Butir Tugas
Lanjutkan artikel tentang kenaikan harga BBM dan dampaknya bagi rakyat kecil, mulai sesudah kalimat terakhirnya.

Potongan Dokumen

“Kita Ini Tikus Mati di Lumbung”
KENAIKAN harga bahan bakar minyak (BBM) tak bisa dihindari lagi. Harga minyak dunia yang kini menyentuh level USD 120 per barrel menjadi penyebab utamanya. Sejumlah pengamat ekonomi menyatakan dukungannya, dengan alasan untuk mengurangi beban APBN. Tetapi pernahkah terfikir yang bakal terjadi dengan kaum dhuafa? Yang begitu kesulitan dalam menafkahi keluarganya? Bukan tidak mungkin akibat mahalnya kebutuhan pokok karena mengikuti kenaikan BBM ini, mereka melakukan segala cara demi. Salah satunya adalah berbuat kriminal.
Seorang terapis di klinik anak berkebutuhan, Nuria Amalianti dengan tegas mengatakan tingkat kriminalitas akibat melonjaknya BBM akan semakin meningkat. Menurutnya, dengan naiknya BBM dibarengi harga kebutuhan yang tinggi, rakyat kecil pun akan merasa terdesak dengan kebutuhan. Sejumlah masyarakat Balikpapan pun angkat bicara.

Bahan Kajian

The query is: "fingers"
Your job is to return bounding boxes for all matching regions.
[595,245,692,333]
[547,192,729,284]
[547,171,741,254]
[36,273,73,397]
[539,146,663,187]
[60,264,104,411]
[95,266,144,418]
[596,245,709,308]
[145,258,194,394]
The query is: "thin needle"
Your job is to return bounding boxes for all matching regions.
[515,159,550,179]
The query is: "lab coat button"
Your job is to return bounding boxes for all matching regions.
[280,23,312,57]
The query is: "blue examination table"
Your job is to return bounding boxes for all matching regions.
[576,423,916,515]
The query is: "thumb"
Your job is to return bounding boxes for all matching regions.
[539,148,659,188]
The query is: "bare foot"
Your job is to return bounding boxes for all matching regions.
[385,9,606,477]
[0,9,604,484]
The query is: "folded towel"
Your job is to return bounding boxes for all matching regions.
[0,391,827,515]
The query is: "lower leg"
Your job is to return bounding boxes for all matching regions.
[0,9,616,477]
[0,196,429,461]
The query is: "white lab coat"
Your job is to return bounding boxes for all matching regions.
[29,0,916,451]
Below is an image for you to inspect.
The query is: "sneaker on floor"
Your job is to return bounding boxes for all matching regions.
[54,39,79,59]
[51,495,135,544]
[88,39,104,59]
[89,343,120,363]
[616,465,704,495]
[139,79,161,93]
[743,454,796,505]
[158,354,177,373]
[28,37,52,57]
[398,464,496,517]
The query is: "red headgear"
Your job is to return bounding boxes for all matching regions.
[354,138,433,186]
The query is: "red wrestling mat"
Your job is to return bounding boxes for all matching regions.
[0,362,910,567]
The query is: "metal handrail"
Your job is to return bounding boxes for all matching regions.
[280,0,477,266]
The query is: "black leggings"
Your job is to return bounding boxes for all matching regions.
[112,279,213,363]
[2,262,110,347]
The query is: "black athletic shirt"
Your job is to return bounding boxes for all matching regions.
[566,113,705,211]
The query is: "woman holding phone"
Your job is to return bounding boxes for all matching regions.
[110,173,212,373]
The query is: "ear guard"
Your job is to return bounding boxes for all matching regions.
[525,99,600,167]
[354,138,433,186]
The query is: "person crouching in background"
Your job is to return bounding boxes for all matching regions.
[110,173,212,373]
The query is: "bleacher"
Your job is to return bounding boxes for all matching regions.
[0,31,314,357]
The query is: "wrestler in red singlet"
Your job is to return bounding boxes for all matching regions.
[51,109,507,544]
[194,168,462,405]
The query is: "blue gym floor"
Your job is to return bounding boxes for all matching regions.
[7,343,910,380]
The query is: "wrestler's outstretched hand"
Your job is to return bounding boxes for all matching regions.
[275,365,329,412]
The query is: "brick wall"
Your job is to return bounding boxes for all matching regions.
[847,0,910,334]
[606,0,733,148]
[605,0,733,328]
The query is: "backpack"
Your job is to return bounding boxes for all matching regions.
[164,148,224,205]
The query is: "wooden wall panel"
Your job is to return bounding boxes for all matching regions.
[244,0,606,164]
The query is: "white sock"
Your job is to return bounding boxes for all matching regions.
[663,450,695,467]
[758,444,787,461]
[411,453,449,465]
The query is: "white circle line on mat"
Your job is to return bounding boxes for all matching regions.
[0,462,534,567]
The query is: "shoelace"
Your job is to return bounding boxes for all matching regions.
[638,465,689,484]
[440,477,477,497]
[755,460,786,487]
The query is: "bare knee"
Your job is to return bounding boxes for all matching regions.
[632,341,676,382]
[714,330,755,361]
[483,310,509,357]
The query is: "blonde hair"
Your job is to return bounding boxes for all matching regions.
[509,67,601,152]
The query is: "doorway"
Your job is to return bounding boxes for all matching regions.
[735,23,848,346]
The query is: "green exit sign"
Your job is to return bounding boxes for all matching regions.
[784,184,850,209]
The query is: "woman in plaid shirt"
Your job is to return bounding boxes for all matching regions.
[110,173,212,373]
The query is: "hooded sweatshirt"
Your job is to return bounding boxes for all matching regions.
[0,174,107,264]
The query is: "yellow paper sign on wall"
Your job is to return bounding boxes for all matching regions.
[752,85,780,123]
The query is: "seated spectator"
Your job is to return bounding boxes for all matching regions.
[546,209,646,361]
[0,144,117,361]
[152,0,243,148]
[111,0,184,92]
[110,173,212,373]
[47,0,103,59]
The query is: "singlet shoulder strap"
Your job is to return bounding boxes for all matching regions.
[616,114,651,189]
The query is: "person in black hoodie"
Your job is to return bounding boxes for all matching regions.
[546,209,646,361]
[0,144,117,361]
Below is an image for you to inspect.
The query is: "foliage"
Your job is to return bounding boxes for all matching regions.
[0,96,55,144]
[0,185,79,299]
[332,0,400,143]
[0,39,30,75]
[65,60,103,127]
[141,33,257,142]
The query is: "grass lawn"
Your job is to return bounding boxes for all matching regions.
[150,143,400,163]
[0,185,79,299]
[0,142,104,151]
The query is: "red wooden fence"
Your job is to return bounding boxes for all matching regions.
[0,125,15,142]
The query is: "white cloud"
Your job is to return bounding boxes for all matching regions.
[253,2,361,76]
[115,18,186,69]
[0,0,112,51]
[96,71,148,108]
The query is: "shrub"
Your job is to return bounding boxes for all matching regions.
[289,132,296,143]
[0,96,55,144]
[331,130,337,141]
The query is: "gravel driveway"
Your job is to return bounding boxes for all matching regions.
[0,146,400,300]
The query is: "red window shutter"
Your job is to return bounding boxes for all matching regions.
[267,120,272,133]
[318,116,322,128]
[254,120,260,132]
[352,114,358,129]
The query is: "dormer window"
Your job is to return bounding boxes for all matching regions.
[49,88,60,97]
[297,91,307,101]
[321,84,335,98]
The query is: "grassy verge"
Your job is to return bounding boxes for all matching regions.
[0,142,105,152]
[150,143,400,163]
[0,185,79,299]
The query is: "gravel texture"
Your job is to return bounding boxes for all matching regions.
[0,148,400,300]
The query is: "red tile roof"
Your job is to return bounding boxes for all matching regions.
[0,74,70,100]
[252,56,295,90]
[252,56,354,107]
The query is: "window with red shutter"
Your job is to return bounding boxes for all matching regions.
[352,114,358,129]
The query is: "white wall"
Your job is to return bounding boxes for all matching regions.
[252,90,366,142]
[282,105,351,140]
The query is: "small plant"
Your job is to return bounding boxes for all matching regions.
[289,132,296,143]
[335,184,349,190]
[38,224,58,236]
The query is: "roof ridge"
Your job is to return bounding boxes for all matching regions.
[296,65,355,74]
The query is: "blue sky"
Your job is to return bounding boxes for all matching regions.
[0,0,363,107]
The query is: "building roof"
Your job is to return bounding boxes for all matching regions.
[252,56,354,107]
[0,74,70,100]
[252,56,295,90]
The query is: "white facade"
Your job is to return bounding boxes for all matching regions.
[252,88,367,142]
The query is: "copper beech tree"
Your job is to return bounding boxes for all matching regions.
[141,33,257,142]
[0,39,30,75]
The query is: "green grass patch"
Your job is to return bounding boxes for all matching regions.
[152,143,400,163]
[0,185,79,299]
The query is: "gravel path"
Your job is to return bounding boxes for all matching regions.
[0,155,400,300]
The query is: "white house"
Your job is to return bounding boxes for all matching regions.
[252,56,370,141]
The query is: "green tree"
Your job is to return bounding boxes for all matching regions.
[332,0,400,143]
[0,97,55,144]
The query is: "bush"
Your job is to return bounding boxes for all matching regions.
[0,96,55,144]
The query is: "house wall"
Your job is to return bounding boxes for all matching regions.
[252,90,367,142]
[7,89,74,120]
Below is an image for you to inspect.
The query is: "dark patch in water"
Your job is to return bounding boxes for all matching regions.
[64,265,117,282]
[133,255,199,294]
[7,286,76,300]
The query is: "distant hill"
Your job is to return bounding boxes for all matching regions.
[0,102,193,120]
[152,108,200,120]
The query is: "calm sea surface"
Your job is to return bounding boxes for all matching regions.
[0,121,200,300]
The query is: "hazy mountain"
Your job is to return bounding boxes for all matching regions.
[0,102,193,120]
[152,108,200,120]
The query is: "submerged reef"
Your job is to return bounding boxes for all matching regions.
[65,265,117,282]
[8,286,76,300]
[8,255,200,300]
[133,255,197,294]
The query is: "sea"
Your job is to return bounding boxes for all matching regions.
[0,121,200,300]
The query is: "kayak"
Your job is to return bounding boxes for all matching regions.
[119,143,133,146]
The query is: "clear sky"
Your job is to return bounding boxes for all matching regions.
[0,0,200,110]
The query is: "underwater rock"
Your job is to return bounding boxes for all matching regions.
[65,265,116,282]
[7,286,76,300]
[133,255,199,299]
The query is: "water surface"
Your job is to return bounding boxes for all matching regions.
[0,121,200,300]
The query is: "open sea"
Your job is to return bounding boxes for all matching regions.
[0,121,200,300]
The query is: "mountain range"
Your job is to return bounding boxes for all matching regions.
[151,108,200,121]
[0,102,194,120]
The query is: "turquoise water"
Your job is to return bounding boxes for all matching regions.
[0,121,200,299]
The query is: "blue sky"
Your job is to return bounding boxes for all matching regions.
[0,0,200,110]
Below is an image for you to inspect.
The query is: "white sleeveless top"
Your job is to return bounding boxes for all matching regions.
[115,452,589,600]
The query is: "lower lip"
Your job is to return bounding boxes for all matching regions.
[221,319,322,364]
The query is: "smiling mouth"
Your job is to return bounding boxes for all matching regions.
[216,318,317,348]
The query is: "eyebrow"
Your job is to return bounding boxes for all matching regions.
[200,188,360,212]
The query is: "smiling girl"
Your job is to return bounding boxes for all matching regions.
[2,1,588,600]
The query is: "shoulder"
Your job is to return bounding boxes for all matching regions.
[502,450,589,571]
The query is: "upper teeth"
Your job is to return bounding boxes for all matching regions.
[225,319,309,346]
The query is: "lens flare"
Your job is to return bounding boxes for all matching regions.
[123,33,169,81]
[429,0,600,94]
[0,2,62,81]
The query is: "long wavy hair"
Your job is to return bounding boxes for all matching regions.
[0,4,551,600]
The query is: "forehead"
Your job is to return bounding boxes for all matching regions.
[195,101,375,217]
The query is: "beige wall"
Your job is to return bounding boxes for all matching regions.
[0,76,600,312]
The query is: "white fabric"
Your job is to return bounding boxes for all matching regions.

Hasil Tugas
“Masyarakat, khususnya rakyat kecil pasti tidak bisa lagi berfikir secara sehat, karena kebutuhan hidup yang semakin terdesak. Mau tidak mau, mereka harus melakukan perbuatan yang melanggar hukum seperti mencuri bahkan sampai nekat melakukan pembunuhan demi memenuhi yang kebutuhanya yang semakin sulit dicari,” tegasnya.
“Cari uang tidak gampang. Dan sekuat-kuatnya iman orang kalau terdesak, ia akan nekat melakukan apa saja. Ini yang seharusnya menjadi pertimbangan pemerintah sebelum menaikkan BBM,” tegasnya lagi.
Pernyataan berbeda, diutarakan Rikha Oktavian. Costumer service Indovision ini mengatakan, jika seandainya kenaikan kebutuhan primer masyarakat juga dibarengi dengan peningkatan tunjangan kerja, angka kriminalitas tidak akan meningkat.
“Saat BBM belum naik, kebutuhan yang lain sudah pasti ikut naik. Kalaupun sekarang di protes, kira-kira di dengar nggak? Kenyataannya surat keputusannya sudah diturunkan. Lebih baik perusahaan membuat kebijakan dengan menaikkan UMR para pekerjanya, agar seimbang. Sehingga mengurangi angka kriminalitas,” katanya.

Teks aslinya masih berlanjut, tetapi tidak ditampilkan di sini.